## THE TASKS
1. In the higher education briefs below, how many of the security cameras on the Northern Virginia Community College campus where the shooting happened were not working?
2. Using the higher education briefs below, explain why law schools have been making their grading standards easier.

A review at Northern Virginia Community College has identified some areas of concern in the response to a campus shooter -- who fired but didn't hit anyone -- last fall, The Washington Post reported. Among the findings: The campus police officers who responded didn't have floor plans or master keys to enter various rooms or buildings, and 36 of the 45 security cameras on the campus where the shooting took place were not working.
Higher Education Quick Takes
Loyola Law School in Los Angles took some grief in the legal blogosphere when blogs noted that it had raised the grade of every student -- retroactively -- by one level (with every B turning into a B+ and so forth), saying that it was just reacting to easier grading standards elsewhere. It turns out that at least 10 law schools have in the last two years made grading standards easier, The New York Times reported. The goal has been to make students more competitive in a tight job market.
The Wadena campus of Minnesota State Community and Technical College suffered substantial damage from a tornado last week. Officials have vowed to rebuild, but have announced that, for the summer, courses will be relocated.

## RECORD SET
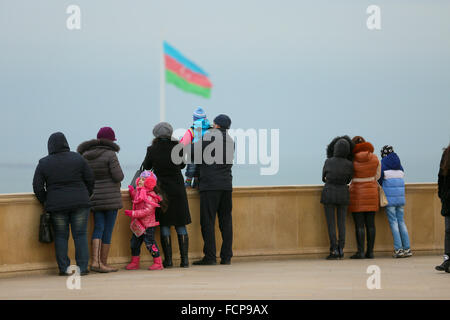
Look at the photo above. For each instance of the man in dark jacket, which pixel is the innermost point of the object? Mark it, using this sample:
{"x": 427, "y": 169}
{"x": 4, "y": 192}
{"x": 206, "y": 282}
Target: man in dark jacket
{"x": 444, "y": 196}
{"x": 215, "y": 186}
{"x": 63, "y": 183}
{"x": 337, "y": 174}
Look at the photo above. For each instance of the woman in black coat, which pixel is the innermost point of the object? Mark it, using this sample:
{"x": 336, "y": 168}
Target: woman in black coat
{"x": 101, "y": 155}
{"x": 63, "y": 183}
{"x": 337, "y": 173}
{"x": 444, "y": 195}
{"x": 171, "y": 182}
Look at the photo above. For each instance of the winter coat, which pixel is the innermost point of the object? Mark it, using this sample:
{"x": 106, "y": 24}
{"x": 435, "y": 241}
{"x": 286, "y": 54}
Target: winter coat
{"x": 215, "y": 176}
{"x": 337, "y": 172}
{"x": 62, "y": 180}
{"x": 444, "y": 190}
{"x": 102, "y": 158}
{"x": 144, "y": 205}
{"x": 364, "y": 194}
{"x": 392, "y": 180}
{"x": 197, "y": 130}
{"x": 170, "y": 180}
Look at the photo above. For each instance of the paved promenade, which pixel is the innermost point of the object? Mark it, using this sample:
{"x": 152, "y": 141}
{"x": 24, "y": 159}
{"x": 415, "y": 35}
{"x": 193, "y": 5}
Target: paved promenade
{"x": 249, "y": 278}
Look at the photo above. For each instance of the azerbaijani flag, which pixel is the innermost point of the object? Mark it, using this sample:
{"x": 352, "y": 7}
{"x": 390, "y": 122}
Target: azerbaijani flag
{"x": 184, "y": 73}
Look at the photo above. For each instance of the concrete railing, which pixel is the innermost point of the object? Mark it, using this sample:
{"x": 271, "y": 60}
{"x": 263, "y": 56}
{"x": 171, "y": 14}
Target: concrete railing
{"x": 273, "y": 220}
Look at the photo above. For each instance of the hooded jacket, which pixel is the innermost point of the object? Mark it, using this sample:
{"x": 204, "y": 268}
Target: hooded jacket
{"x": 337, "y": 172}
{"x": 62, "y": 180}
{"x": 102, "y": 158}
{"x": 215, "y": 173}
{"x": 145, "y": 202}
{"x": 392, "y": 180}
{"x": 196, "y": 131}
{"x": 170, "y": 180}
{"x": 364, "y": 187}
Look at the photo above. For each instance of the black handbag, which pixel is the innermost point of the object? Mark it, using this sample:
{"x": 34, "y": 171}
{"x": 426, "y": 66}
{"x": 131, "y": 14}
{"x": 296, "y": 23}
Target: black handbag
{"x": 45, "y": 229}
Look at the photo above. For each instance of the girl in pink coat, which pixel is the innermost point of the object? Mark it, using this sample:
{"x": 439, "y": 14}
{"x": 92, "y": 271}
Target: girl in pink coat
{"x": 143, "y": 221}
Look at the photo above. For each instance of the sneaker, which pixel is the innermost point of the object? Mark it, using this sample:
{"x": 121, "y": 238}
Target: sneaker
{"x": 407, "y": 253}
{"x": 398, "y": 253}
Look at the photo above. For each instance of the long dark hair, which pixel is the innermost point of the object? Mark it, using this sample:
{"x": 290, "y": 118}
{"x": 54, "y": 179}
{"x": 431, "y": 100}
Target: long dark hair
{"x": 165, "y": 200}
{"x": 445, "y": 162}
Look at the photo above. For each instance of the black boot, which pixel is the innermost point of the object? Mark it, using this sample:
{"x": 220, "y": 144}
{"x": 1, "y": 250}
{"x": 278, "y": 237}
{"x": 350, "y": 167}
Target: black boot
{"x": 360, "y": 235}
{"x": 341, "y": 252}
{"x": 183, "y": 244}
{"x": 334, "y": 255}
{"x": 370, "y": 242}
{"x": 166, "y": 244}
{"x": 445, "y": 265}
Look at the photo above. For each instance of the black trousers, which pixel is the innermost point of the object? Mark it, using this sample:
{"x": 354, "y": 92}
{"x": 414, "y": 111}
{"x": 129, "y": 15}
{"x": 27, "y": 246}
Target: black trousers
{"x": 330, "y": 215}
{"x": 212, "y": 202}
{"x": 365, "y": 221}
{"x": 447, "y": 236}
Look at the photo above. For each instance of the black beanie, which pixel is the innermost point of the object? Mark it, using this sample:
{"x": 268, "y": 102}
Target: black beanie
{"x": 386, "y": 151}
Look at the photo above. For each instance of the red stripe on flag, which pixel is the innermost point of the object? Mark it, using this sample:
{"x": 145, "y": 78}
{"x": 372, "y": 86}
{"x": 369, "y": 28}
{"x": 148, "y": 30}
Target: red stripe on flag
{"x": 185, "y": 73}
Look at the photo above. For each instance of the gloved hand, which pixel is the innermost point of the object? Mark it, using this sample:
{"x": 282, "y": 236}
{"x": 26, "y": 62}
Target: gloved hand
{"x": 129, "y": 213}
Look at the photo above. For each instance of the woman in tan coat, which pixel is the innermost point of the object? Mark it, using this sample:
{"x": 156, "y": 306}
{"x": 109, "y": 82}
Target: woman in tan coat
{"x": 364, "y": 199}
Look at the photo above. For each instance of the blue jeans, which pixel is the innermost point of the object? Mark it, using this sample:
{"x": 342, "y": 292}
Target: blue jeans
{"x": 77, "y": 219}
{"x": 165, "y": 231}
{"x": 103, "y": 225}
{"x": 398, "y": 227}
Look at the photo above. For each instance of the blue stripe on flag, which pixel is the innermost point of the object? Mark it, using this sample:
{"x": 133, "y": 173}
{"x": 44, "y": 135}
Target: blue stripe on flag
{"x": 174, "y": 53}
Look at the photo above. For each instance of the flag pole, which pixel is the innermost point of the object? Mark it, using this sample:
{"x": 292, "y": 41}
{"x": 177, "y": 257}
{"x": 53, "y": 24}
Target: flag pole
{"x": 162, "y": 88}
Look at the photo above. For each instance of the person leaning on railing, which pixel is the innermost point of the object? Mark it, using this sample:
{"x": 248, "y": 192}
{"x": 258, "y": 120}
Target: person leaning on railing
{"x": 101, "y": 155}
{"x": 444, "y": 195}
{"x": 63, "y": 183}
{"x": 336, "y": 174}
{"x": 364, "y": 198}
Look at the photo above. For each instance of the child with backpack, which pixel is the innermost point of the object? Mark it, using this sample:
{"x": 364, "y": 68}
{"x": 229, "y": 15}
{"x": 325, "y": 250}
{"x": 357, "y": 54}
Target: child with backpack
{"x": 200, "y": 126}
{"x": 143, "y": 220}
{"x": 392, "y": 181}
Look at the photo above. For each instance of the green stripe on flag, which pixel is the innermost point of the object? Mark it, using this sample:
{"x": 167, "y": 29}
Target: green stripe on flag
{"x": 181, "y": 83}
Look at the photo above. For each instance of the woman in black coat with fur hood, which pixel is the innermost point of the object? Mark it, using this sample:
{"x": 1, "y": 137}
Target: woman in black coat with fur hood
{"x": 337, "y": 173}
{"x": 171, "y": 181}
{"x": 101, "y": 155}
{"x": 444, "y": 196}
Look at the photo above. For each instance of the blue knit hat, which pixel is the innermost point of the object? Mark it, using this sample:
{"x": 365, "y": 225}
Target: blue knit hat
{"x": 223, "y": 121}
{"x": 199, "y": 113}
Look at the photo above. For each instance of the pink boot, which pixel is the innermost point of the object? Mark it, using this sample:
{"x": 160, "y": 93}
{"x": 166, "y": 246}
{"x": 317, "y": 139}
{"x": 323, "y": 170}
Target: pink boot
{"x": 157, "y": 264}
{"x": 134, "y": 264}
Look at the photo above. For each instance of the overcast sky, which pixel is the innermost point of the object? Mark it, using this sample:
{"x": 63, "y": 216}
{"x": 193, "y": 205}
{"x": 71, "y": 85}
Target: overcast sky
{"x": 311, "y": 69}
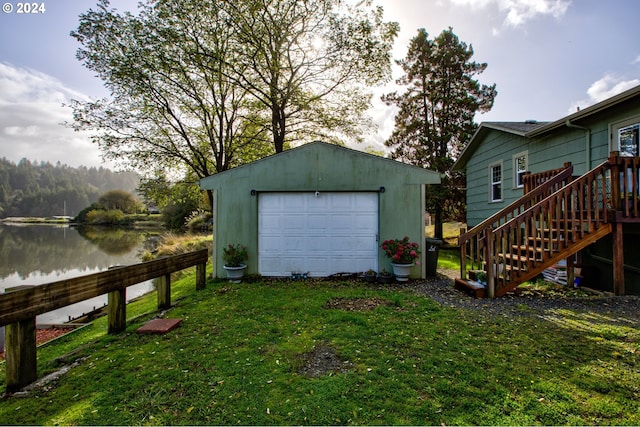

## SOLUTIONS IN ORDER
1. 36 of the 45 security cameras were not working.

2. The goal has been to make students more competitive in a tight job market. Loyola Law School in Los Angeles said it raised every student's grade by one level in reaction to easier grading standards elsewhere.